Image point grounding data

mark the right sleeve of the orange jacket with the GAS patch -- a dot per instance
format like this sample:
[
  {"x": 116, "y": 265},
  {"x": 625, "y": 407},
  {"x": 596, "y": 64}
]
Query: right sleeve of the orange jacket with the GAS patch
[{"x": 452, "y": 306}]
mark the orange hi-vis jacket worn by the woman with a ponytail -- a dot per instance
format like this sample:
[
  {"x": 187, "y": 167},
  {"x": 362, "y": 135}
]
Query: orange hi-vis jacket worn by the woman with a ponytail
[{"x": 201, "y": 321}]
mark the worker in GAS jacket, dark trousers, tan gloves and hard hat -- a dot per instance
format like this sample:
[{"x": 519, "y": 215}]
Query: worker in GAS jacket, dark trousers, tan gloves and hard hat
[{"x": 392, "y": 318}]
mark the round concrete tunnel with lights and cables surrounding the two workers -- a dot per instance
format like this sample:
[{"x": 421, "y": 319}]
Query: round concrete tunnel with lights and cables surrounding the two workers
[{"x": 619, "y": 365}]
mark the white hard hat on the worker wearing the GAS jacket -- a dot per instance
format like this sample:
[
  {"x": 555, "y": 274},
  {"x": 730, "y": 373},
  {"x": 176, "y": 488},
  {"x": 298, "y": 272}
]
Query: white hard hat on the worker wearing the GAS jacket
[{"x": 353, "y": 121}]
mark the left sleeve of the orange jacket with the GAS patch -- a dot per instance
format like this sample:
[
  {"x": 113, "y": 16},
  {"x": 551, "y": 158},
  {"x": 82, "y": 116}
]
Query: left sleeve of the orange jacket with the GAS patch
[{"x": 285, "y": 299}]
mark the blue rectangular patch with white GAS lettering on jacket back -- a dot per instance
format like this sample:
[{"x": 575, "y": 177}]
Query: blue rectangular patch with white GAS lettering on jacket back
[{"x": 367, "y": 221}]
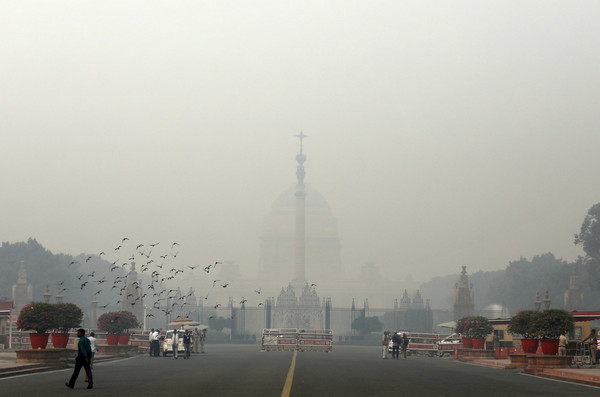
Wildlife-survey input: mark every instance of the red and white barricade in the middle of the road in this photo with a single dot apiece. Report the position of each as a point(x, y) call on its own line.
point(288, 339)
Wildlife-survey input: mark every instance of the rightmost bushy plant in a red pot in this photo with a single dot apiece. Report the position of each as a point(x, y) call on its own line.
point(550, 324)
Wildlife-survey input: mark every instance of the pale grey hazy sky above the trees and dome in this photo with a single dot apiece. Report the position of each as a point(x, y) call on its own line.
point(442, 133)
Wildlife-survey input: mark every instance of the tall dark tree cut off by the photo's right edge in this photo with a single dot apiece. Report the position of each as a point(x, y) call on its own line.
point(589, 239)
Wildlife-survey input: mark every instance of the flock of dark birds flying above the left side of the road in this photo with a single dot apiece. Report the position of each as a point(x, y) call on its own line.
point(162, 271)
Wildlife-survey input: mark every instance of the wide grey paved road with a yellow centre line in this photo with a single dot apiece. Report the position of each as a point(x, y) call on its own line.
point(228, 370)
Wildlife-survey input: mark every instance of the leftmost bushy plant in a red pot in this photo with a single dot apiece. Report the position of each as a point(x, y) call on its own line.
point(39, 317)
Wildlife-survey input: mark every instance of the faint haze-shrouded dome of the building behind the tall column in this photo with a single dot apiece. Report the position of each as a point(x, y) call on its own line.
point(323, 258)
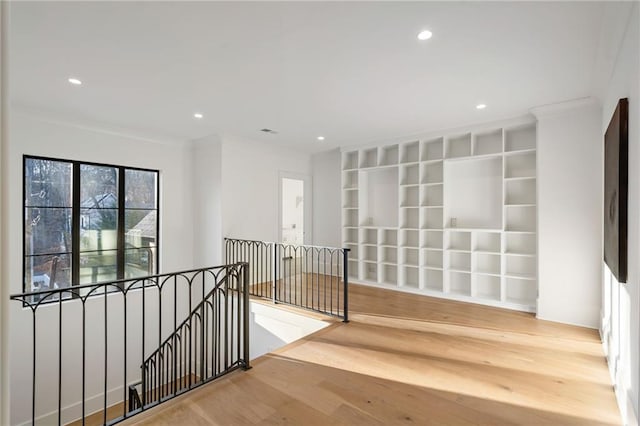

**TASK OBJECTIVE**:
Would you output each entry exactly and leave the pictures behind?

**COMPLETED TASK**:
mark the right sleeve of the orange jacket with the GAS patch -- a dot per instance
format like this sample:
[
  {"x": 116, "y": 265},
  {"x": 625, "y": 407},
  {"x": 596, "y": 64}
]
Query: right sleeve of the orange jacket with the GAS patch
[{"x": 452, "y": 306}]
mark the orange hi-vis jacket worn by the woman with a ponytail -- a dot per instance
format like this sample:
[
  {"x": 187, "y": 167},
  {"x": 362, "y": 135}
]
Query: orange hi-vis jacket worn by the woman with a ponytail
[{"x": 201, "y": 321}]
mark the worker in GAS jacket, dark trousers, tan gloves and hard hat -- a dot per instance
format like this sample:
[{"x": 519, "y": 215}]
Query: worker in GAS jacket, dark trousers, tan gloves and hard hat
[{"x": 392, "y": 318}]
mark the round concrete tunnel with lights and cables surrounding the two workers -- a dot per instance
format like this sample:
[{"x": 421, "y": 319}]
Query: round concrete tunnel with lights and cables surrounding the two workers
[{"x": 619, "y": 365}]
mark the white hard hat on the worker wearing the GAS jacket -- a dot per instance
format like this sample:
[
  {"x": 555, "y": 274},
  {"x": 730, "y": 373},
  {"x": 176, "y": 488},
  {"x": 298, "y": 272}
]
Query: white hard hat on the worker wearing the GAS jacket
[{"x": 353, "y": 121}]
mark the left sleeve of the orange jacket with the GAS patch -- a dot per instance
format like this sample:
[
  {"x": 113, "y": 16},
  {"x": 551, "y": 158},
  {"x": 82, "y": 116}
]
Query: left sleeve of the orange jacket with the GAS patch
[{"x": 285, "y": 299}]
mark the blue rectangular patch with white GAS lettering on jacket back -- a dot per instance
format like this sample:
[{"x": 575, "y": 177}]
Query: blue rectangular patch with white GAS lettering on jacket back
[{"x": 367, "y": 221}]
Wildlife-survey input: mark every instance of the red and white barricade in the middle of the road in this photo with a single dot apiece. Report the position of each as a point(x, y) call on its own line.
point(288, 339)
Wildlife-survey input: mark every instance of the rightmost bushy plant in a red pot in this photo with a single dot apiece. Report the position of each as a point(x, y) call on its own line.
point(550, 324)
Wildlife-survey input: mark every instance of the pale grey hazy sky above the trees and dome in this photo with a single dot apiece. Report the position of each as a point(x, y) call on its own line.
point(442, 133)
Wildlife-survey input: mark every instance of the tall dark tree cut off by the photo's right edge in this photo with a single dot apiece. Report the position of each as a point(x, y) call on its own line.
point(589, 239)
Wildlife-survey input: mark every instance of the flock of dark birds flying above the left side of the road in this photo with a single dot apiece. Report the position of each as a point(x, y) call on its own line.
point(162, 271)
Wildlife-survey input: mark every instance of the wide grey paved road with a yellow centre line in this photo with a single dot apiece. Report the position of each as a point(x, y) call on its own line.
point(228, 370)
Wildlife-survey input: mark every instance of the leftmost bushy plant in a red pot in this photo with a single dot apiece. Report the position of each as a point(x, y) call on its own line.
point(39, 317)
Wildlife-survey input: mark every instance of the faint haze-shrouded dome of the building behind the tall column in this photo with a single dot apiece. Report the position of each as a point(x, y) call on its own line.
point(323, 258)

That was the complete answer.